EXERCISE AIM :: Which lines run from the line with "the narrow upper" through the line with "the third upper" in the entries below? Print them exactly, both ends included, and nothing more.

Start of PROVIDED MATERIAL

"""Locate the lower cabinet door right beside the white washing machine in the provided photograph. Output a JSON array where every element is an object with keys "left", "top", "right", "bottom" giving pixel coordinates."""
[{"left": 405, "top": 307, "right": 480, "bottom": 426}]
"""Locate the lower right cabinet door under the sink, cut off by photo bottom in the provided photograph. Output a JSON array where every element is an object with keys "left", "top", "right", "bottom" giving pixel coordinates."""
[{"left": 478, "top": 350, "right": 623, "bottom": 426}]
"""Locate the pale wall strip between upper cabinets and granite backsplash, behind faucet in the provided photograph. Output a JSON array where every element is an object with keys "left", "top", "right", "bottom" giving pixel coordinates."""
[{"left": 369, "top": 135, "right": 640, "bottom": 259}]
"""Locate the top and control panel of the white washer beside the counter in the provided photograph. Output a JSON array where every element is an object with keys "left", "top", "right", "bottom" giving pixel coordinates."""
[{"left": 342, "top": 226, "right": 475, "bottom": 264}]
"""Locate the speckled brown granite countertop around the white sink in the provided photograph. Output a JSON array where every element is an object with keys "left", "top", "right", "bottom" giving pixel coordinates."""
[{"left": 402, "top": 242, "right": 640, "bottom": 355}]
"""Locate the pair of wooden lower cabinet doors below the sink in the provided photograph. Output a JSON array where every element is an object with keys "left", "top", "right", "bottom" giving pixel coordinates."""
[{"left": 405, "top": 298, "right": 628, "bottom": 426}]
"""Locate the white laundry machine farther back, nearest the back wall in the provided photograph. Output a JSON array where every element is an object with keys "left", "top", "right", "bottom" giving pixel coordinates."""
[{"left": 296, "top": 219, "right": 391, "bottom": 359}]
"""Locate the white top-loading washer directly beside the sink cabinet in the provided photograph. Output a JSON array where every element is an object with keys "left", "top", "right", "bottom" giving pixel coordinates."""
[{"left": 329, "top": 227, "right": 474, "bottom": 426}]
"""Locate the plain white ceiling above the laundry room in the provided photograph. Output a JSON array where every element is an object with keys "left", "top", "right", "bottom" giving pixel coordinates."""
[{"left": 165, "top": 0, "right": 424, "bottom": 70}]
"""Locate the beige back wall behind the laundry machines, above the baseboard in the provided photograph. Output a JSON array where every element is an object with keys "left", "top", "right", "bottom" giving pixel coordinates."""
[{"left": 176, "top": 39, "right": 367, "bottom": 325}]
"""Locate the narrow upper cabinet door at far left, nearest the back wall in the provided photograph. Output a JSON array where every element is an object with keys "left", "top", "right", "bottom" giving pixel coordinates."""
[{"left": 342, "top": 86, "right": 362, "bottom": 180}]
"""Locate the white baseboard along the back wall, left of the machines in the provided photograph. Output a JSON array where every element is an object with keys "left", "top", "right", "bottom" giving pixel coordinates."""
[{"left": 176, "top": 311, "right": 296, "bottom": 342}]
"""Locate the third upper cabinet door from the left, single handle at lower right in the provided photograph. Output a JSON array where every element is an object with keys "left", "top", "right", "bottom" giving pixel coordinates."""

End of PROVIDED MATERIAL
Start of PROVIDED MATERIAL

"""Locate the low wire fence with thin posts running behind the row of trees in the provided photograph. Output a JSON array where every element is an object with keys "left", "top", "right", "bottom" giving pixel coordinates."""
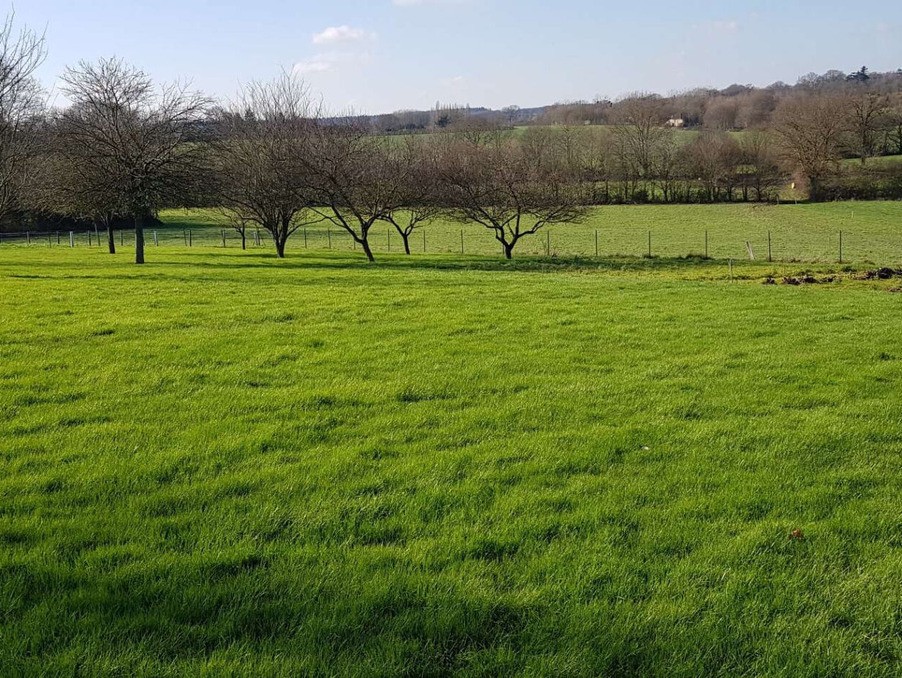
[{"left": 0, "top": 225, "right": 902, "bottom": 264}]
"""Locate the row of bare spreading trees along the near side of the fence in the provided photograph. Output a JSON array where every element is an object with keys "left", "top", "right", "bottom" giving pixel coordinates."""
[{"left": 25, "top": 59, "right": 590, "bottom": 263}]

End of PROVIDED MATERIAL

ANSWER SECTION ::
"""Locate the narrow upper cabinet door at far left, nearest the back wall in the provided photograph. Output a JSON array where every element is an object with keys "left", "top", "right", "bottom" giving pixel coordinates."""
[{"left": 342, "top": 86, "right": 362, "bottom": 180}]
"""Locate the white baseboard along the back wall, left of the machines in the provided photograph. Output a JSON array where every element is an object with keys "left", "top", "right", "bottom" giving pixel coordinates."""
[{"left": 176, "top": 311, "right": 296, "bottom": 342}]
"""Locate the third upper cabinet door from the left, single handle at lower right in the provided photograph. Output a JSON array where every element is an object with keys "left", "top", "right", "bottom" giving pixel coordinates."""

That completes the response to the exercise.